**Reading passage**.
Volenti non fit injuria – Concept, Meaning and Case Laws | Overview

Introduction

Volenti non fit injuria protects the practitioner from liability for an Act causing injury to a patient, which falls within the express or lulled consent of the plaintiff. The one who voluntarily agrees to suffer harm is not allowed to complain for that and, one’s consent is a good defence against oneself. This is so because the harm voluntarily suffered does not constitute the legal injury. No man can enforce a right, which he has voluntarily waived or abandoned.

I. Origin

The doctrine is not of recent origin but it is well connected with the newly born doctrine of informed consent, which originated only less than 30 years back in America.[1]

II. Essential elements

Consent to suffer the harm may be express or implied. An example of express consent is submitting to a surgical operation.

An example of implied consent is where a player or a spectator in the game of cricket or football is deemed to be agreeing to any hurt, which may be likely in the normal course of the game.[2] However, if there is a deliberate injury caused by another player or a spectator suffers injury due to negligent act of players, or if a surgeon negligently performs an operation, the defence of ‘volenti‘ cannot be pleaded. Thus, the act causing the harm must not go beyond the limit of what has been consented. Consent to operate on the left eye is not necessarily a consent to operate on the right.

This maxim speaks that a person can sue for the Injury for which he has expressly or impliedly assented. This means there is no ‘breach of a legal right against one who is a willing party’. In other words, it can be said that where the patient knows the risks involved in treatment and he knowingly consents to the risk, he can be set with the deface of “volenti non fit injuria” or assigned person of risk. A patient cannot enforce a right which he has voluntarily abandoned.[3] “Volenti non fit injuria” protects the practitioner from liability for an Act causing injury to a patient, which falls within the express or lulled consent of the plaintiff.

III. Application Of Volenti non fit injuria

The maxim has a double application: First, it applies to the intentional acts which would otherwise to tortuous, viz. Consent to physical harm which would otherwise be an assault; Secondly, it applies to consent to run the risk of accidental harm, which would otherwise be actionable as due to the negligence of the person who caused it, viz. a master is not liable for an injury inflicted on a servant who has undertaken the service knowing the risks incidental thereto. The maxim is based on the sound principles of justice and good sense.[4]

According to volenti non fit injuria, the patient who has voluntarily consented to run the risk, cannot claim for the injury caused by the act he has agreed to. But the defence can be pleaded successfully only when the plaintiff knew the nature and consequences of treatment which he took into account when he assumed the risk. Thus, the most important factor determining the applicability of maxim requires free and full consent i.e., informed consent of the plaintiff patient, not the knowledge.

**Data supplied**.
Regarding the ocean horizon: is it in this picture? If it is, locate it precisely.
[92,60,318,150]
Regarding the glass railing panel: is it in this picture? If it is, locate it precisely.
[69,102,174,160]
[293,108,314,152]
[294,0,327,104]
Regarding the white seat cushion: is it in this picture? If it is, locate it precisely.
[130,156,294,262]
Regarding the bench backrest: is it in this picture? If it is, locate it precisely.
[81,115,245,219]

**Directions**.
**a.** Condense the paragraph of the volenti non fit injuria overview beginning "An example of implied consent" into a short bulleted list that keeps its main facts.
**b.** Reproduce the part of the volenti non fit injuria overview between "Volenti non fit injuria protects" and "a surgical operation.", inclusive.
Use only the volenti non fit injuria overview, not the records.

**Solutions to the problems**.
**a.**
- Implied consent: a player or spectator at a cricket or football game is deemed to agree to any hurt likely in the normal course of the game.
- The defense of volenti cannot be pleaded for a deliberate injury by another player, for a spectator's injury caused by the players' negligence, or for an operation performed negligently by a surgeon.
- The act causing harm must stay within what was consented to. Consent to operate on the left eye is not necessarily consent to operate on the right.

**b.**
Volenti non fit injuria protects the practitioner from liability for an Act causing injury to a patient, which falls within the express or lulled consent of the plaintiff. The one who voluntarily agrees to suffer harm is not allowed to complain for that and, one’s consent is a good defence against oneself. This is so because the harm voluntarily suffered does not constitute the legal injury. No man can enforce a right, which he has voluntarily waived or abandoned.

I. Origin

The doctrine is not of recent origin but it is well connected with the newly born doctrine of informed consent, which originated only less than 30 years back in America.[1]

II. Essential elements

Consent to suffer the harm may be express or implied. An example of express consent is submitting to a surgical operation.